• **DATA FOR PROCESSING**:
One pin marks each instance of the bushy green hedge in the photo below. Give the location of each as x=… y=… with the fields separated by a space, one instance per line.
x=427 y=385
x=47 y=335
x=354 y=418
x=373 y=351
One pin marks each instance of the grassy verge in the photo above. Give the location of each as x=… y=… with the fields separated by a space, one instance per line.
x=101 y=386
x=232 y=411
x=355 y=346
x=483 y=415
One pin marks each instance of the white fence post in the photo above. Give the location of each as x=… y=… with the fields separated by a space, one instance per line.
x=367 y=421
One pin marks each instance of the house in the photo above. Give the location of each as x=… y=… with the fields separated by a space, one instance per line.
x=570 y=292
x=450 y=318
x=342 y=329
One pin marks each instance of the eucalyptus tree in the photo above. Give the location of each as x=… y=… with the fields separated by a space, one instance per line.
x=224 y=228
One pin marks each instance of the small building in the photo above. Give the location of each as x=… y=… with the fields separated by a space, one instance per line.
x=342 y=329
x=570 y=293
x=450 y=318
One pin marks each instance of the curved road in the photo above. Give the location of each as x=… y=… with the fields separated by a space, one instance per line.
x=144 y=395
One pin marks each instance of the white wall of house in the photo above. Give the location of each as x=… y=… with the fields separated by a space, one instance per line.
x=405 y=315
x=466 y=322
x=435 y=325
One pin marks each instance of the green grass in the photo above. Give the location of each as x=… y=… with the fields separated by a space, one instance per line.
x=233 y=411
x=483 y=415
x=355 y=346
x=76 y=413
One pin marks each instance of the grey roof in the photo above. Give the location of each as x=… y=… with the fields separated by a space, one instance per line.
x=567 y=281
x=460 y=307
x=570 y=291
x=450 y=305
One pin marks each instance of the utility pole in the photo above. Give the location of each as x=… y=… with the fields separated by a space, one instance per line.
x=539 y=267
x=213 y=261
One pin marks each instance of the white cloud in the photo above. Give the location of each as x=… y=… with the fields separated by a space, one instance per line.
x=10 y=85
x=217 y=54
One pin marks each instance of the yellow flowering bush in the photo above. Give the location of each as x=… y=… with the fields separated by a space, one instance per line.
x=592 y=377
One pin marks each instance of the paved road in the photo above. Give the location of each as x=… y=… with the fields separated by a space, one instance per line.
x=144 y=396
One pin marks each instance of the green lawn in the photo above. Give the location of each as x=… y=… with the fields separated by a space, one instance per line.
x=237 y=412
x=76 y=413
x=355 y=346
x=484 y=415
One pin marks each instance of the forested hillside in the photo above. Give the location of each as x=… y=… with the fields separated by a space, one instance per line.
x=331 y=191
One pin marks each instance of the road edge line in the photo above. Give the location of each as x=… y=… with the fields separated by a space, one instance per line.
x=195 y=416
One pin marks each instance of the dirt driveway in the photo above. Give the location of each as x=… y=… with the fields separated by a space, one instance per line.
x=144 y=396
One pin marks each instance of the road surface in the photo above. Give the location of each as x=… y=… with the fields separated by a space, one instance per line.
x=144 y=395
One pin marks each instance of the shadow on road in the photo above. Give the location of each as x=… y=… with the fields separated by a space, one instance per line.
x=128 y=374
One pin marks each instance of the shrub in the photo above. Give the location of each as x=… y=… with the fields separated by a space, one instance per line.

• **TASK REQUIREMENTS**:
Reproduce all of the material above verbatim, line by line and in its original order.

• **ANSWER FOR THE TASK**:
One pin marks each instance of the bushy green hedge in the photo below. Give the location of each as x=… y=… with the fields separated by a space, one instance per line.
x=427 y=385
x=47 y=335
x=354 y=418
x=373 y=351
One pin marks each instance of the grassy verge in the photo above. Give the location of each as x=… y=… with the fields separated by a space, one instance per line.
x=101 y=386
x=232 y=411
x=355 y=346
x=483 y=415
One pin marks each instance of the white fence post in the photo above. Give the location of each as x=… y=… with the fields separated by a space, one instance per line.
x=367 y=421
One pin marks each instance of the house in the photo above. Give the location of each as x=… y=… with the fields separated by a space, one instance per line.
x=570 y=292
x=450 y=318
x=342 y=329
One pin marks each instance of the eucalyptus tree in the photo above. Give the location of each as x=… y=… with the fields separated by a space, one instance per line.
x=224 y=228
One pin marks each instance of the small building in the photo above. Give the location of each as x=… y=… with the fields separated by a space, one instance per line.
x=342 y=329
x=570 y=293
x=450 y=318
One pin marks each instance of the curved road in the photo above. Give the location of each as x=… y=… with the fields separated by a space, one instance per line.
x=144 y=395
One pin marks each instance of the white wall of house in the photo above. Give the location of each as x=… y=… with the fields separated by a space, one instance per line.
x=405 y=315
x=466 y=322
x=435 y=325
One pin marks each instance of the green grass in the photo above. Give the location of each as x=… y=… with the fields separated by a space, one instance per line.
x=233 y=411
x=483 y=415
x=355 y=346
x=76 y=413
One pin marks each instance of the grey roof in the photo above. Give the location of each as x=… y=… with the fields separated by a space, one instance per line.
x=567 y=281
x=460 y=307
x=570 y=291
x=450 y=305
One pin marks each instance of the utility pole in the photo above. Give the location of each as x=… y=… with the fields separated by a space, one instance per line.
x=539 y=267
x=213 y=261
One pin marks each instance of the white cloud in the photo above. Give the location of each as x=… y=… with the fields separated by a space, one instance per line.
x=10 y=85
x=217 y=54
One pin marks each instance of the yellow flowering bush in the photo above. Give the location of each as x=… y=… with the fields separated by a space, one instance per line.
x=592 y=377
One pin marks each instance of the paved road in the photo above. Give the location of each as x=… y=… with the fields separated by a space, one instance per line.
x=144 y=396
One pin marks each instance of the green lawn in the photo above. Give the location of each as x=… y=… with the fields separated by a space, one instance per line.
x=237 y=412
x=76 y=413
x=355 y=346
x=484 y=415
One pin marks each instance of the forested hillside in the photo above. Give the location of each as x=… y=… with the fields separated by a space, one instance per line.
x=331 y=191
One pin marks each instance of the road edge line in the photo above. Give the location of each as x=… y=… with the fields separated by a space, one instance per line.
x=195 y=416
One pin marks each instance of the dirt driveway in the photo above. Give the location of each as x=… y=… with the fields separated by a space, one instance per line.
x=144 y=396
One pin marks each instance of the road surface in the photo above. Give the location of each as x=… y=… with the fields separated by a space, one instance per line.
x=144 y=395
One pin marks each instance of the shadow on road in the photo above. Give the location of each as x=… y=… with the fields separated by a space, one instance per line.
x=128 y=374
One pin marks each instance of the shrub in the photo above. Give the location of each as x=… y=… with the fields separated by a space, one instance per line.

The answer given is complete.